5 Common Medications That Can Cause Erectile Dysfunction

Erectile dysfunction. We’ve all heard of it. And Pfizer’s advertising campaign when it introduced its blockbuster ED drug Viagra (sildenafil) made it a household phrase. Up to 30 million men in the US have trouble getting or maintaining an erection sufficient for sexual intercourse, according to recent estimates. It can affect men of all races and ages, though rates are moderately higher among men aged 70 and older, compared to men in younger age groups.

Contrary to popular belief, however, aging does not cause ED. A wide range of physical and psychological conditions can lead to ED, including high blood pressure, heart disease, diabetes, anxiety, depression and lifestyle factors such as alcohol and illicit drug use and smoking.

Another common cause of ED is prescription medication, and 5 drugs in particular have the biggest effect on libido.

1. Beta-blockers

“No question these impact erectile function,” says Landon Trost, MD, head of andrology and male infertility at the Mayo Clinic in Rochester, Minn. It is not clear why these blood pressure lowering medications can cause ED, but it reverses if a patient quits taking the drug. Unfortunately, however, “people usually can’t get off of these, but if the medication can be switched for another blood pressure drug, angiotensin receptor blockers or ACE nhibitors are preferred,” adds Trost.

2. Androgen blockers

Often prescribed to treat prostate cancer, these medications can cause ED and decreased libido along with many other side effects. “It typically takes several months to years to see the full impact of these medicines, and often they cannot be discontinued,” says Trost, unless they were prescribed for recurrent long-lasting erections — a condition called priapism — in the first place. In that case, your doctor may be able to prescribe an alternative medication.

3. Finasteride

This medication is sold under the brand names Propecia and Proscar and is used to treat male hair loss. It “diminishes dihydrotestosterone levels and suppresses libido in about 10 percent of men but is much more profound in younger guys,” according to Jesse N. Mills, MD, an associate professor of urology at the David Geffen School of Medicine at the University of California, Los Angeles, and director of The Men’s Clinic at UCLA. “Try stopping and using minoxidil instead for hair preservation,” if you have ED that is caused by this drug, he advises.

**Your task:**
Update the part of the article on medications and erectile dysfunction that opens with the words containing "2. Androgen blockers" and closes with "an alternative medication.", replacing "medicines" with "drugs" and writing the rest of that part out again. The rows that come next have nothing to do with the article on medications and erectile dysfunction.

**Extracted material:**

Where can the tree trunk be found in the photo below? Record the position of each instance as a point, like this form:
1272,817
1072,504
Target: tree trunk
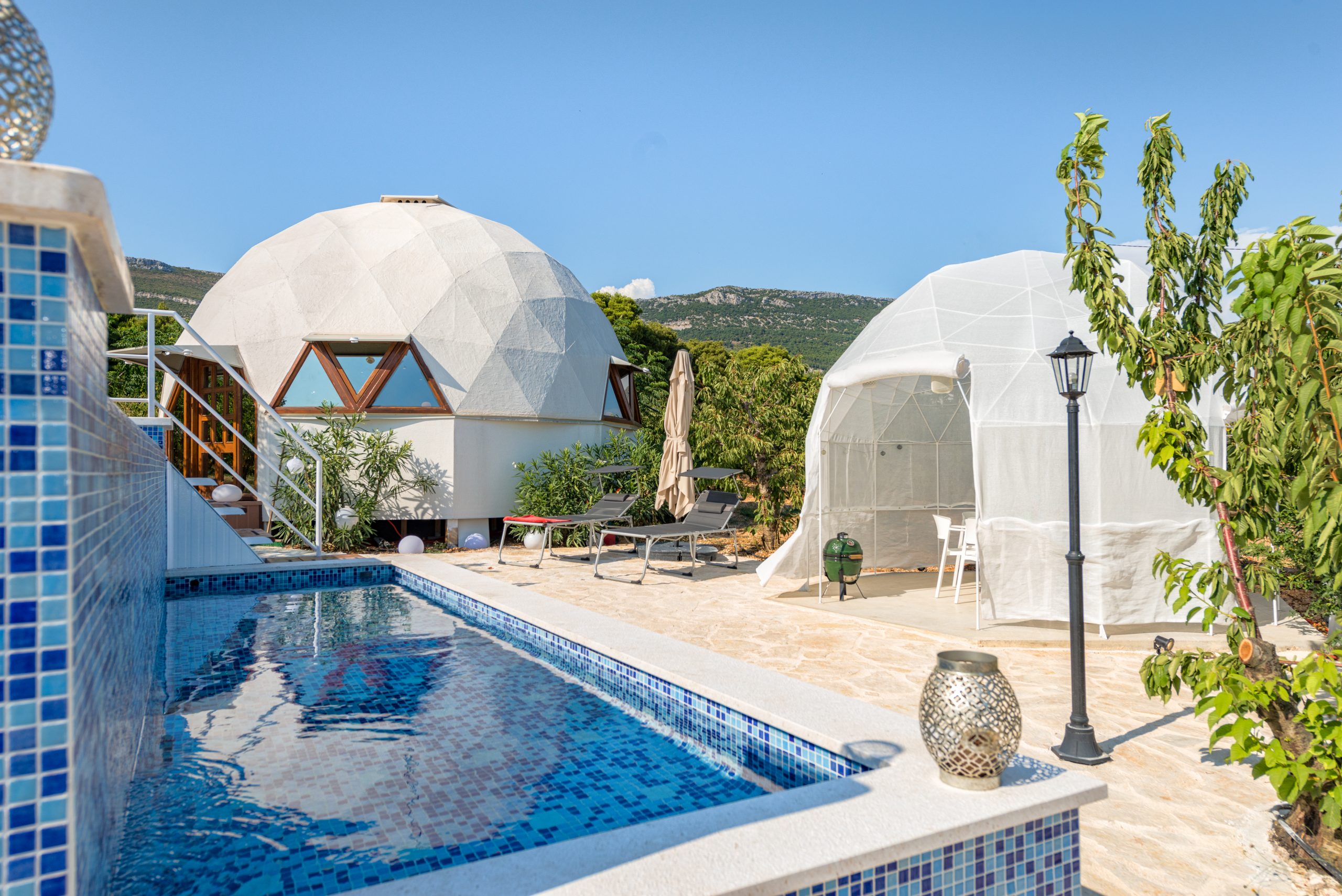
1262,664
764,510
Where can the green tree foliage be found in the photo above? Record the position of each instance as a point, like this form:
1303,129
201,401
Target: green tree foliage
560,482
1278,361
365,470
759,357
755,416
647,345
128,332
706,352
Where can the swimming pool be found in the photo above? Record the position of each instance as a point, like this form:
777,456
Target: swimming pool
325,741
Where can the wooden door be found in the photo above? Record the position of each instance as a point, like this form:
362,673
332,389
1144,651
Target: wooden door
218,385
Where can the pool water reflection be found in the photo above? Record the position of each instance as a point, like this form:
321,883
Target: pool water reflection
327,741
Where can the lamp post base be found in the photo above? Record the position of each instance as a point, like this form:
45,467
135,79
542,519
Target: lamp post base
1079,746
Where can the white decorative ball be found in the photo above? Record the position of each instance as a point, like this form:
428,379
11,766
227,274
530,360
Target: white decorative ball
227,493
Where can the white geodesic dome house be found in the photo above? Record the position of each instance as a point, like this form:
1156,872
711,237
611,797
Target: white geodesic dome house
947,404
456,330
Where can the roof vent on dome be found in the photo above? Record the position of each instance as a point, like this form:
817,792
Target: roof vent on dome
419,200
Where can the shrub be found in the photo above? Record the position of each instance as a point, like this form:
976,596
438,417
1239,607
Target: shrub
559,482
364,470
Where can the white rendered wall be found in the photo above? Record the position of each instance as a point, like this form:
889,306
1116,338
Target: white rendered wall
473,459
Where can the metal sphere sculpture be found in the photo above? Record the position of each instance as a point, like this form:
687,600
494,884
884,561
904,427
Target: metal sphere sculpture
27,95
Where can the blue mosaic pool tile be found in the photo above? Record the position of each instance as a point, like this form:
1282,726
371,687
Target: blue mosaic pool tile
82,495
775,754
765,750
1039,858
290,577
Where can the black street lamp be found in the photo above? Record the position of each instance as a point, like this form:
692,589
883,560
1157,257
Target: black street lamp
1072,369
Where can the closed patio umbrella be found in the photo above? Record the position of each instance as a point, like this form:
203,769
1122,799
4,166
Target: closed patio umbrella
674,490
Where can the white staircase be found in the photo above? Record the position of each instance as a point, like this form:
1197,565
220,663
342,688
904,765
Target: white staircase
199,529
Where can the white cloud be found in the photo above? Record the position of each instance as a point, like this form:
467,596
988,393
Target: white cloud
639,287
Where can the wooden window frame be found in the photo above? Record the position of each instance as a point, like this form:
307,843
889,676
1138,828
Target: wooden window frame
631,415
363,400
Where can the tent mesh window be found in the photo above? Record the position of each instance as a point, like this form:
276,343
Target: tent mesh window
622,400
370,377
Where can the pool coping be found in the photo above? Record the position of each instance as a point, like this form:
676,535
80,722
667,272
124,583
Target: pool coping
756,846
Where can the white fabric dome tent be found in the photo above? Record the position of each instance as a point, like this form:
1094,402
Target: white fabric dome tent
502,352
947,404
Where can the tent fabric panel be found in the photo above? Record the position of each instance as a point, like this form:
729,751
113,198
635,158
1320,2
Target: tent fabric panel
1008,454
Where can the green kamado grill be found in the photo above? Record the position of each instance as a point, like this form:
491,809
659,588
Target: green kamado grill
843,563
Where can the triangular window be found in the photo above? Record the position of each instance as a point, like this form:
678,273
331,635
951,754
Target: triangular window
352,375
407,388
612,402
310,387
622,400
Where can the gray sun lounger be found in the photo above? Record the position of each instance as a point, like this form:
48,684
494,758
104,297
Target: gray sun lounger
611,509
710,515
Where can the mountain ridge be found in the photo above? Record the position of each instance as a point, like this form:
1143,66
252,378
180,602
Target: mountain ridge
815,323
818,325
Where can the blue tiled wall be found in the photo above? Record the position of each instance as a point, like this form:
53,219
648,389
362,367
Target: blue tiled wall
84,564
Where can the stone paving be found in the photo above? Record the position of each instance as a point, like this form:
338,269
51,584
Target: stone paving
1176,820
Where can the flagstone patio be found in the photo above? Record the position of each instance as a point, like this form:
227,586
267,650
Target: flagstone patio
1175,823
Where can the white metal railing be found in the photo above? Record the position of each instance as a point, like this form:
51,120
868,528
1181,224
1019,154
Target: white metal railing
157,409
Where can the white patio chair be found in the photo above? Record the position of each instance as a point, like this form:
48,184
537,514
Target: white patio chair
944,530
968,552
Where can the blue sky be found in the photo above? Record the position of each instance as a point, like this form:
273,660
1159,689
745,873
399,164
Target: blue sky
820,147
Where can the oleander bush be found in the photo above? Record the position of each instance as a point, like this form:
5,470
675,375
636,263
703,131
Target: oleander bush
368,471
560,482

==

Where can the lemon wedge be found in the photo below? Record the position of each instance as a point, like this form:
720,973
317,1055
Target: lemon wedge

**Your response:**
2. Androgen blockers

Often prescribed to treat prostate cancer, these medications can cause ED and decreased libido along with many other side effects. “It typically takes several months to years to see the full impact of these drugs, and often they cannot be discontinued,” says Trost, unless they were prescribed for recurrent long-lasting erections — a condition called priapism — in the first place. In that case, your doctor may be able to prescribe an alternative medication.